* _DATA SHOWN_
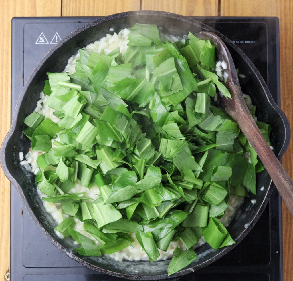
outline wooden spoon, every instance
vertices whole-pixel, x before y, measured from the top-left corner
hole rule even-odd
[[[200,39],[209,39],[216,47],[217,61],[227,64],[224,71],[229,75],[223,83],[232,99],[220,93],[218,99],[221,106],[238,123],[239,127],[254,149],[293,216],[293,181],[282,166],[260,132],[251,116],[243,98],[238,75],[232,57],[225,43],[211,32],[202,31],[195,35]]]

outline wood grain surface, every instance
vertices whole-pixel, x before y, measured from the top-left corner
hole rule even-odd
[[[50,3],[50,4],[48,3]],[[281,107],[293,124],[293,1],[292,0],[0,0],[0,143],[10,126],[11,20],[15,16],[105,15],[157,10],[186,15],[275,16],[280,19]],[[293,142],[282,163],[293,177]],[[0,281],[9,272],[10,190],[0,168]],[[284,281],[293,280],[293,218],[283,206]],[[15,280],[13,280],[15,281]],[[16,280],[18,281],[18,280]]]
[[[108,15],[140,9],[139,0],[62,0],[62,15],[64,16]]]
[[[142,0],[142,9],[164,11],[183,15],[218,15],[218,0]]]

* _PROMPT_
Copy every line of the data above word for word, leaving out the pictures.

* _TASK RESULT_
outline wooden spoon, every instance
vertices whole-pixel, x before y, measured from the top-left corner
hole rule even-odd
[[[200,39],[209,39],[216,47],[217,61],[227,64],[224,71],[229,75],[223,83],[232,99],[220,93],[218,99],[221,106],[238,123],[239,127],[254,149],[293,216],[293,181],[282,166],[260,132],[251,116],[243,98],[238,75],[232,57],[225,43],[211,32],[202,31],[195,35]]]

outline wood grain surface, every instance
vertices whole-pixel, x before y, measured from the top-left corner
hole rule even-odd
[[[50,3],[50,4],[48,3]],[[281,107],[293,124],[293,1],[292,0],[0,0],[0,143],[10,126],[11,20],[15,16],[105,15],[157,10],[186,15],[275,16],[280,19]],[[293,142],[282,163],[293,177]],[[0,281],[9,272],[10,190],[0,168]],[[284,281],[293,280],[293,218],[283,206]],[[15,280],[13,280],[15,281]],[[16,280],[18,281],[18,280]]]
[[[108,15],[140,9],[139,0],[62,0],[62,15],[64,16]]]
[[[142,0],[142,9],[164,11],[183,15],[218,15],[218,0]]]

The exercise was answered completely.